Work item: Repeat all the data word for word.

Data under study:
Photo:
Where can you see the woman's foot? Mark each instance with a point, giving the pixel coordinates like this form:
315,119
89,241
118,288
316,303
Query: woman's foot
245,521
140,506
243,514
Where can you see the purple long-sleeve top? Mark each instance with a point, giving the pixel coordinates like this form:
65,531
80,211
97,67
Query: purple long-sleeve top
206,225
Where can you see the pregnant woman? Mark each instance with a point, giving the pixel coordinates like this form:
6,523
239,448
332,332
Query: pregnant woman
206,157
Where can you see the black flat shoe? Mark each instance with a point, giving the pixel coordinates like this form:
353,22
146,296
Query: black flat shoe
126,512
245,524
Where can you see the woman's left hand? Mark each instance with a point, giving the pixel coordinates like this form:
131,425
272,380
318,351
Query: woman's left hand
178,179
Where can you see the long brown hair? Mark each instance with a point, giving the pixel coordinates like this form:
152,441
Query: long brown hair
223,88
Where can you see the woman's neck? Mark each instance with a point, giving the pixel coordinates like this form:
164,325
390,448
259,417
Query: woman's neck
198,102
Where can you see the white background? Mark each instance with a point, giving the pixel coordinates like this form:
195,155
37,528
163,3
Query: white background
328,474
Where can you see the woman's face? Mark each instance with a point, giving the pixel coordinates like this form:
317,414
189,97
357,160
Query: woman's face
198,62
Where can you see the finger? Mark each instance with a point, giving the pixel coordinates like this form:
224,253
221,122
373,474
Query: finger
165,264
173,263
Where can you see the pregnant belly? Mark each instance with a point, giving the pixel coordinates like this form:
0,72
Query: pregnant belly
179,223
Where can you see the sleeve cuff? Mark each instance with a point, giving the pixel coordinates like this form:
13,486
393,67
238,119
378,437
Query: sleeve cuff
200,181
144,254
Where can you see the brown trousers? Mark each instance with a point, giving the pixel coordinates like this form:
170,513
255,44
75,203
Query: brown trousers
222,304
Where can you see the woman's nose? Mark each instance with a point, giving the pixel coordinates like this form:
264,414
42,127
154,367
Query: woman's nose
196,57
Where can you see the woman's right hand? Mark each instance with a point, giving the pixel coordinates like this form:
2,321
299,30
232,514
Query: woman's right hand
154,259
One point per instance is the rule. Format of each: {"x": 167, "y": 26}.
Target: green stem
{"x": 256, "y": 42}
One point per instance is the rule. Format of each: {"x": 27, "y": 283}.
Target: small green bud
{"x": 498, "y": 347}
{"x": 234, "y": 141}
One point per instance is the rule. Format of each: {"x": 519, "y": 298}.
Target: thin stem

Solution below:
Photo:
Where can you see the woman's foot? Mark each instance with a point, giving the pixel coordinates like this form:
315,119
89,241
118,288
316,303
Query: woman's foot
245,521
140,506
243,514
Where can you see the purple long-sleeve top? Mark each instance with a point, giving the pixel coordinates like this form:
65,531
80,211
97,67
Query: purple long-sleeve top
206,225
Where can you see the pregnant woman? Mark each instance with a point, giving the pixel coordinates like this form:
6,523
239,448
332,332
Query: pregnant woman
206,157
Where can you see the black flat shoe? Mark each instance with a point, giving the pixel coordinates like this form:
353,22
146,296
Query: black flat shoe
126,512
245,524
Where can you see the woman's left hand? Mark each instance with a point, giving the pixel coordinates like this form:
131,425
272,380
318,351
Query: woman's left hand
178,179
Where can you see the long brown hair? Mark each instance with a point, giving the pixel coordinates like this form:
152,441
Query: long brown hair
223,88
Where can you see the woman's neck? Mark each instance with a point, giving the pixel coordinates like this form:
164,325
390,448
259,417
Query: woman's neck
198,102
Where can you see the white background? Mark each instance with a point, giving the pixel coordinates like this form:
195,155
37,528
163,3
Query: white background
328,474
Where can you see the woman's face? Mark each instance with a point, giving the pixel coordinates like this form:
317,414
189,97
357,160
Query: woman's face
198,62
Where can you see the finger? Mark each instance with a point, giving the pixel coordinates like this form:
224,253
221,122
373,474
Query: finger
165,264
173,263
Where can you see the pregnant belly? Mark each instance with a point, giving the pixel coordinates like this form:
0,72
Query: pregnant belly
179,223
Where can you see the sleeve cuff? Mark each instance with a point, giving the pixel coordinates like this form:
13,486
393,67
238,119
378,437
Query: sleeve cuff
200,181
144,254
Where can you see the brown trousers? Mark each instance with a point, giving the pixel coordinates like this form:
170,513
255,44
75,203
Query: brown trousers
222,304
Where can you see the woman's nose? Mark each instance with a point, giving the pixel coordinates like this form:
264,414
42,127
154,367
Query: woman's nose
196,57
Where can you see the woman's right hand? Mark each instance with a point, giving the pixel coordinates like this form:
2,321
299,30
232,514
Query: woman's right hand
154,259
One point per instance is the rule. Format of each: {"x": 167, "y": 26}.
Target: green stem
{"x": 256, "y": 42}
One point per instance is the rule. Format of each: {"x": 27, "y": 283}.
Target: small green bud
{"x": 498, "y": 347}
{"x": 234, "y": 141}
One point per instance is the rule. Format of each: {"x": 519, "y": 298}.
Target: thin stem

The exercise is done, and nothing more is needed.